◆ Task goal: Give back the full material, exactly as it reads.

◆ Data listing:
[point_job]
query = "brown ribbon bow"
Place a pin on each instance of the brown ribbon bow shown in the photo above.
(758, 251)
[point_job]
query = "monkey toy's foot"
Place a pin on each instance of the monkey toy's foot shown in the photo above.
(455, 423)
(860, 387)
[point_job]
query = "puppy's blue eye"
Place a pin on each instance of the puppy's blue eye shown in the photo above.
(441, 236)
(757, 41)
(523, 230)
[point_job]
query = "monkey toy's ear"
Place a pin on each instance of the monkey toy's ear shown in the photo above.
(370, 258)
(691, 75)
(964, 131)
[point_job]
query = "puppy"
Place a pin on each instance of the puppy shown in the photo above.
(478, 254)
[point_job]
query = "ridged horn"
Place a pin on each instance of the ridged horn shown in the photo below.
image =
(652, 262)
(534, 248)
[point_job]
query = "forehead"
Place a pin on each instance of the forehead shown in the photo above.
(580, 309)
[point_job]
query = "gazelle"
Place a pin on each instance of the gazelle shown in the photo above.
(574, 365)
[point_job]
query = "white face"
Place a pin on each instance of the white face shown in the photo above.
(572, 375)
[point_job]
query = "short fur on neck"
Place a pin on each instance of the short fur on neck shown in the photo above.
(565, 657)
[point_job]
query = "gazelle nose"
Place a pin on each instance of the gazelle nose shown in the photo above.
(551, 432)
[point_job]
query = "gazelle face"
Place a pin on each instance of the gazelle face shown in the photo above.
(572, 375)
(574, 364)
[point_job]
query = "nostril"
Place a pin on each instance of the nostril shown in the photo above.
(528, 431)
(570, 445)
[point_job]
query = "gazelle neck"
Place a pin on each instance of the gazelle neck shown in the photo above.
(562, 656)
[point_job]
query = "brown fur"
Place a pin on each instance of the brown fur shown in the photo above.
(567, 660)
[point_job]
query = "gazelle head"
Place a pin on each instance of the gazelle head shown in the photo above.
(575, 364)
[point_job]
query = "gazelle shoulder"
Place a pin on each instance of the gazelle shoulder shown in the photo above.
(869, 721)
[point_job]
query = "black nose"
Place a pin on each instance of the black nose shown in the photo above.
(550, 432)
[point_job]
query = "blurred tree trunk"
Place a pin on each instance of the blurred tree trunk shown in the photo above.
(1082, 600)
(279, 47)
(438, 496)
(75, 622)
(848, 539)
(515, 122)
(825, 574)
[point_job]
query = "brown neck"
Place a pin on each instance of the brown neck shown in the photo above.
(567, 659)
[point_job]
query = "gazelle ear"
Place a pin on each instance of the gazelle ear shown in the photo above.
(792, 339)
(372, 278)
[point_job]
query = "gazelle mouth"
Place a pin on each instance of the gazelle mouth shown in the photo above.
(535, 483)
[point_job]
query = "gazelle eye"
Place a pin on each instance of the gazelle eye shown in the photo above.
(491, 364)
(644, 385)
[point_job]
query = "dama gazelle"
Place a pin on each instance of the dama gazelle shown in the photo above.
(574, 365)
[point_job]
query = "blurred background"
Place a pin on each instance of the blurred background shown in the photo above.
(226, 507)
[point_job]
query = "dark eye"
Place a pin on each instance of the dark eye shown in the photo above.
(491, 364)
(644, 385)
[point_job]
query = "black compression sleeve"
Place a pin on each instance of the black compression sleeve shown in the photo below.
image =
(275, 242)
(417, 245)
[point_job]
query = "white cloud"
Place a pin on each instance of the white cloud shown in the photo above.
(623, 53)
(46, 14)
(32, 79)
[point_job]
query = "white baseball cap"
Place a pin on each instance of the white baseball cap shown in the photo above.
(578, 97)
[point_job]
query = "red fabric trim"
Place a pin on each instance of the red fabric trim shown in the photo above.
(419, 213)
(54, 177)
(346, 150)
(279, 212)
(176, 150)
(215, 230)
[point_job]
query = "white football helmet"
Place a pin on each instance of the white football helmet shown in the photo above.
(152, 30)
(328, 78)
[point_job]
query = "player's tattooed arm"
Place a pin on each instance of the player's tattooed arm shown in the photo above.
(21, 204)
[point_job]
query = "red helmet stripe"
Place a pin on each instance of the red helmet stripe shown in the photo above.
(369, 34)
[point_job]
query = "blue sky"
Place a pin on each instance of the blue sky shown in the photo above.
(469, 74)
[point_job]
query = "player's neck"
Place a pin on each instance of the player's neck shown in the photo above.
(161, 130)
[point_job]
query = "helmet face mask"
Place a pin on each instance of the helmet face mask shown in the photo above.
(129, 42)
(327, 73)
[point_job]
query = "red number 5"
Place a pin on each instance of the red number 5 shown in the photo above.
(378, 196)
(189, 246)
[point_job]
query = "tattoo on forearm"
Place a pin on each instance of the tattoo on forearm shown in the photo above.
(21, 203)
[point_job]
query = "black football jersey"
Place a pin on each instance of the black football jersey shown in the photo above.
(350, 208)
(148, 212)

◆ Task output:
[point_job]
query = "brown ribbon bow"
Place a pin on each instance of the brown ribbon bow shown in the photo above.
(758, 251)
[point_job]
query = "monkey toy's foot"
Place a pin on each instance of the monkey toy's foot shown in the photo above.
(455, 423)
(860, 387)
[point_job]
query = "puppy's blue eye"
Place a pin on each instance of the puppy's blue eye shown in the photo above.
(441, 236)
(757, 41)
(523, 230)
[point_job]
query = "monkey toy's ear"
Place a pin on each instance of the monkey toy's ear shown in the photo above.
(370, 258)
(691, 75)
(964, 131)
[point_job]
query = "puppy"
Place a pin on each instance of the puppy shown in the photo above.
(478, 254)
[point_job]
query = "ridged horn"
Place a pin on each instance of the ridged horn shown in the photo below.
image =
(652, 262)
(534, 248)
[point_job]
query = "forehead"
Place a pin on each instance of the forehead shown in the photo above.
(580, 309)
[point_job]
query = "gazelle"
Place a pin on each instance of the gazelle shown in the photo above.
(574, 365)
[point_job]
query = "white face"
Place a pin on each instance of the white face shown in the photo above.
(572, 375)
[point_job]
query = "short fur on neck"
Place a pin on each instance of the short fur on neck shown in the photo above.
(565, 657)
[point_job]
query = "gazelle nose"
Place a pin on each instance of the gazelle nose shown in the photo above.
(551, 432)
[point_job]
query = "gazelle face"
Place a pin on each instance of the gazelle face shown in the photo above.
(572, 375)
(574, 364)
[point_job]
query = "nostril"
Place a pin on each instance of the nostril shown in the photo above.
(528, 431)
(570, 445)
[point_job]
query = "gazelle neck"
Place a pin on each instance of the gazelle neck shown in the photo above.
(562, 656)
[point_job]
query = "brown fur"
Place a pin on each instance of the brown fur shown in the photo above.
(567, 660)
[point_job]
query = "gazelle head"
Place a pin on each instance of the gazelle head shown in the photo above.
(575, 364)
[point_job]
query = "gazelle shoulder"
Place a pin on each instance of the gazelle shoulder shown in the photo above.
(869, 721)
[point_job]
query = "black nose"
Place a pin on each instance of the black nose shown in the photo above.
(550, 432)
[point_job]
query = "blurred tree trunk"
Place a pin on each instance of the blurred tree trunk shown in the photo above.
(1082, 600)
(279, 47)
(438, 496)
(75, 622)
(848, 539)
(515, 122)
(825, 574)
[point_job]
query = "brown neck"
Place a pin on each instance of the brown neck shown in the photo above.
(567, 659)
[point_job]
query = "gazelle ear"
Place a pin on each instance of the gazelle ear shown in the photo above.
(792, 339)
(372, 278)
[point_job]
query = "gazelle mouth"
Place a pin on each instance of the gazelle mouth shown in the photo above.
(535, 483)
[point_job]
query = "gazelle eye"
Place a pin on each instance of the gazelle eye shown in the photo above.
(491, 364)
(644, 385)
[point_job]
query = "dama gazelle"
Place a pin on each instance of the dama gazelle shown in the photo above.
(574, 365)
[point_job]
query = "blurred background"
Place a pin on each instance of the blurred background shown in the photo above.
(226, 507)
[point_job]
query = "dark eye"
Place a pin on each instance of the dark eye shown in the photo above.
(491, 364)
(644, 385)
[point_job]
query = "black compression sleeve"
Place a pin on each instance of the black compression sleeve shown in the photo below.
image =
(275, 242)
(417, 245)
[point_job]
query = "white cloud"
Place a pin on each instance of the white cloud shown in the photo above.
(623, 53)
(46, 14)
(32, 79)
[point_job]
query = "white baseball cap"
Place a pin on each instance of the white baseball cap shown in the photo above.
(578, 97)
[point_job]
query = "red fabric trim"
Place a pin on each instance of the red fabric trim shown in the photo above.
(419, 213)
(54, 177)
(346, 150)
(279, 212)
(176, 150)
(215, 230)
[point_job]
query = "white football helmet"
Place a pin on each instance of the white football helmet shown in the photo above.
(152, 30)
(328, 78)
[point_job]
query = "player's tattooed arm"
Place a pin on each instance of the player's tattooed arm shown in the photo above.
(21, 204)
[point_job]
query = "red helmet stripe"
Place a pin on each instance of the red helmet stripe shown in the photo above.
(369, 34)
[point_job]
query = "blue sky"
Place a pin on each instance of the blue sky shown in the photo above.
(469, 74)
[point_job]
query = "player's neck"
Place a pin on each instance of the player's neck shown in the photo above.
(161, 130)
[point_job]
query = "helmet face mask"
Place a pin on each instance of the helmet face mask shown in the photo above.
(129, 42)
(327, 73)
[point_job]
query = "red number 5"
Place a pin on each instance of the red number 5 shown in the photo above.
(378, 196)
(189, 246)
[point_job]
query = "tattoo on forearm"
Place a pin on each instance of the tattoo on forearm shown in the photo above.
(21, 203)
[point_job]
query = "black football jersey"
Place a pin on each instance of the black football jersey shown in the photo above.
(350, 208)
(148, 212)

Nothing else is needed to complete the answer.